(ASSIGNMENT) Repeat every record exactly as written.

Segment Start: INPUT

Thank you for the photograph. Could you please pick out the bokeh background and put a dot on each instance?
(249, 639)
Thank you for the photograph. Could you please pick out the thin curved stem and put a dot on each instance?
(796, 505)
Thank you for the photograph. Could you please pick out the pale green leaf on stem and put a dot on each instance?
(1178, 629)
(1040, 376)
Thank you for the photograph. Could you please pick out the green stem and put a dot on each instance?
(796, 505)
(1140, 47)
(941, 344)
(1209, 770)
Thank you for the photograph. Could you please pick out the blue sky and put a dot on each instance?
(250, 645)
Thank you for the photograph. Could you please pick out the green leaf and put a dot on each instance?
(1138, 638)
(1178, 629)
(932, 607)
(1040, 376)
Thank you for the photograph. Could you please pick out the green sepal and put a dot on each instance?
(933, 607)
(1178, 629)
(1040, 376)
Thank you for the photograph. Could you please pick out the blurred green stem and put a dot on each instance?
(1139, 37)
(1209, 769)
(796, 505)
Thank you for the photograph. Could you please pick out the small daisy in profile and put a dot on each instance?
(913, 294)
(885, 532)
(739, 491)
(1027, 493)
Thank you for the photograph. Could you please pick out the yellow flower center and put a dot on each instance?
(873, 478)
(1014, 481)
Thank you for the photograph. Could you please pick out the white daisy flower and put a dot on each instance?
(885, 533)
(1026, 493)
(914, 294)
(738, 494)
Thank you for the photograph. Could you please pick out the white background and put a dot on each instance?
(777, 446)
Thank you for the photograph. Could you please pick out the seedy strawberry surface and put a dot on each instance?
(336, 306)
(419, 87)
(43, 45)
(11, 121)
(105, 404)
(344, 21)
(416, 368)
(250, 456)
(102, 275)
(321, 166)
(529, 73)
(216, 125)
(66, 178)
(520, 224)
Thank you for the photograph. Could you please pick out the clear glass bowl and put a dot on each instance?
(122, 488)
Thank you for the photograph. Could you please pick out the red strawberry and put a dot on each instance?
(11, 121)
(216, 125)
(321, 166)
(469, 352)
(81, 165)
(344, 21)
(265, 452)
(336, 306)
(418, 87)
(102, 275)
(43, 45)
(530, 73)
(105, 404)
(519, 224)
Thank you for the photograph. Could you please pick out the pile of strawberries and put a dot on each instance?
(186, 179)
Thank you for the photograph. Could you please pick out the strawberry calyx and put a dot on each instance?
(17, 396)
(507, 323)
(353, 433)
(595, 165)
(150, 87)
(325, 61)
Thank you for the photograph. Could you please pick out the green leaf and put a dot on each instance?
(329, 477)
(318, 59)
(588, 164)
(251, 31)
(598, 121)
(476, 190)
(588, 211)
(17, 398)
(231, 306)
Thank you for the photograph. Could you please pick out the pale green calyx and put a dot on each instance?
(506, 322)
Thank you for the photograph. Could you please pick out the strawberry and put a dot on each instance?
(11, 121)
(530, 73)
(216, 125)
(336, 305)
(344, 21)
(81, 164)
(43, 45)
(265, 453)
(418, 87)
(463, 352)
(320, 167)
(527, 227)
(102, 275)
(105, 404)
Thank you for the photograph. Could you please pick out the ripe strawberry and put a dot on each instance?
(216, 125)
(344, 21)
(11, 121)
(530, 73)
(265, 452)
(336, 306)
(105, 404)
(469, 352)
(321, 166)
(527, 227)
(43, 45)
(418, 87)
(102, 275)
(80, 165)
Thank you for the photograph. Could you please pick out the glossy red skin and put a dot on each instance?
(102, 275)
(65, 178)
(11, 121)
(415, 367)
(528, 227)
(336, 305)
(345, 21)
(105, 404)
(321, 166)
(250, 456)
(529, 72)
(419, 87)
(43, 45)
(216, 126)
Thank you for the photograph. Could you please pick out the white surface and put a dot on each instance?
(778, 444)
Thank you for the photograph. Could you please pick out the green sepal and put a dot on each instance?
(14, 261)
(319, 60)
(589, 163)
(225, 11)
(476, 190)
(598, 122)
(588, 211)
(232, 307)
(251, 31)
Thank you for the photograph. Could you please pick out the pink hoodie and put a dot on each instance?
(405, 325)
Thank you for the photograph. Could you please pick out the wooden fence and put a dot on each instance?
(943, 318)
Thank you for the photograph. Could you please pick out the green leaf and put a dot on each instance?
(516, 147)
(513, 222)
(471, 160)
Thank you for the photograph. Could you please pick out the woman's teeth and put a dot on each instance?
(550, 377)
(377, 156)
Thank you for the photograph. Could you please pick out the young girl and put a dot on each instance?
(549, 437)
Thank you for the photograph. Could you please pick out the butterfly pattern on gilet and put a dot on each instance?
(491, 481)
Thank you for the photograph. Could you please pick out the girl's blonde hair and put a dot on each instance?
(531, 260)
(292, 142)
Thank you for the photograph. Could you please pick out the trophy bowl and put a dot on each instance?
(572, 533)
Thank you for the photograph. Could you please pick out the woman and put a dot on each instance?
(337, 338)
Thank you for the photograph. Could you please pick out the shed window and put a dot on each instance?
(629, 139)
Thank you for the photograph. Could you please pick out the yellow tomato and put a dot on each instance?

Segment End: INPUT

(SOLUTION FOR THIS PROBLEM)
Thank you for the photograph. Could you please pick out the bokeh background and put a dot on each instance?
(249, 639)
Thank you for the photograph. Could you please pick out the thin curved stem and put a dot on each instance?
(796, 505)
Thank you for the photograph. Could you please pick out the pale green leaf on stem and put a dot on each instance?
(1178, 629)
(1040, 376)
Thank you for the photograph. Could you please pick out the green stem and put a dot on each instance?
(796, 505)
(1140, 47)
(941, 344)
(1209, 770)
Thank you for the photograph. Could you please pick out the blue sky and put a dot on each instance?
(250, 645)
Thank you for the photograph. Could you please pick out the green leaf and put a dot on each instance?
(1138, 638)
(1178, 629)
(932, 607)
(1040, 376)
Thank you for the photograph. Could you please pick out the green sepal and put a dot on each instance?
(933, 607)
(1178, 629)
(1040, 376)
Thank you for the photograph. Could you please pick out the blurred green stem and put a dot on each instance?
(1139, 37)
(1209, 769)
(796, 505)
Thank you for the photograph. Could you please pick out the small daisy in profile and put a dot on each instance?
(913, 294)
(885, 532)
(739, 491)
(1027, 493)
Thank you for the photograph. Could you please pick out the yellow flower center and put a dot on each instance?
(873, 478)
(1014, 481)
Thank you for the photograph. Could you please pick out the white daisy flower and put a dot on each instance?
(885, 533)
(1026, 493)
(914, 294)
(738, 494)
Thank you for the photograph. Could you please pick out the white background and put a dot on each instance?
(777, 446)
Thank you for the photograph. Could you please pick out the seedy strawberry surface and put a dot on each instance?
(336, 306)
(419, 87)
(43, 45)
(11, 121)
(105, 404)
(344, 21)
(416, 368)
(250, 456)
(102, 275)
(321, 166)
(529, 73)
(216, 125)
(66, 178)
(520, 224)
Thank you for the photograph. Could you please pick out the clear glass bowl and put a dot on each instance?
(122, 488)
Thank you for the photograph. Could you please pick out the red strawberry and put a dot on each instance?
(11, 121)
(216, 125)
(321, 166)
(469, 352)
(81, 165)
(344, 21)
(265, 452)
(336, 306)
(418, 87)
(102, 275)
(43, 45)
(530, 73)
(105, 404)
(519, 224)
Thank you for the photograph. Could you please pick out the pile of strawberries and put a dot on each instance?
(186, 179)
Thank you for the photograph. Could you please pick out the strawberry calyx and put a dot on each instance?
(17, 396)
(507, 323)
(353, 433)
(595, 165)
(150, 87)
(325, 61)
Thank you for the photograph. Could you please pick out the green leaf and put a dot on each instance?
(329, 477)
(318, 59)
(588, 164)
(251, 31)
(598, 121)
(476, 190)
(588, 211)
(17, 398)
(231, 306)
Thank you for the photograph. Could you please pick out the pale green calyx and put a dot on each instance?
(506, 322)
Thank you for the photograph. Could you please pick out the strawberry and put a dot on each instance?
(11, 121)
(530, 73)
(216, 125)
(336, 305)
(344, 21)
(81, 164)
(43, 45)
(265, 453)
(418, 87)
(463, 352)
(320, 167)
(527, 227)
(102, 275)
(105, 404)
Thank you for the photograph. Could you please pick out the ripe strawberry and put a dot on each instance?
(216, 125)
(344, 21)
(11, 121)
(530, 73)
(265, 452)
(336, 306)
(105, 404)
(469, 352)
(321, 166)
(527, 227)
(43, 45)
(418, 87)
(102, 275)
(80, 165)
Thank you for the photograph. Could you please pick out the glossy red skin and put a dot on each instance?
(102, 275)
(65, 178)
(11, 121)
(415, 367)
(528, 227)
(336, 305)
(345, 21)
(105, 404)
(321, 166)
(250, 456)
(529, 72)
(419, 87)
(43, 45)
(216, 126)
Thank you for the photograph. Could you please pick out the white surface and put a dot on each instance?
(778, 444)
Thank you for the photograph. Could you please pick out the green sepal and put a dot on each instance?
(14, 261)
(319, 60)
(589, 163)
(225, 11)
(476, 190)
(598, 122)
(588, 211)
(232, 307)
(251, 31)
Thank you for the photograph. Could you please pick out the pink hoodie and put a dot on each instance?
(405, 325)
Thank you for the photograph. Could you please pick out the wooden fence and put a dot on each instance?
(943, 318)
Thank you for the photograph. Could you please pick out the green leaf and put a dot on each instance?
(516, 147)
(513, 222)
(471, 160)
Thank you for the photograph. Could you please pick out the woman's teeth and put a dot on each instance?
(550, 377)
(377, 156)
Thank you for the photograph. Could you please pick out the young girl and put a dot on each instance?
(549, 437)
Thank you for the photograph. Could you please pick out the butterfly pattern on gilet and put a dot on each instance?
(491, 481)
Thank you for the photograph. Could you please pick out the girl's blonde hair and put a dot on each instance?
(531, 260)
(292, 142)
Thank you for the photograph. Could you please pick out the trophy bowl and put a dot on each instance?
(572, 533)
Thank you for the photograph. Could you please pick out the woman and put a dot on each instance?
(337, 338)
Thank you for the photograph. Could you please pick out the shed window and put a dot on each instance?
(629, 139)
Thank you for the photograph. Could you please pick out the yellow tomato and put a dot on each instance?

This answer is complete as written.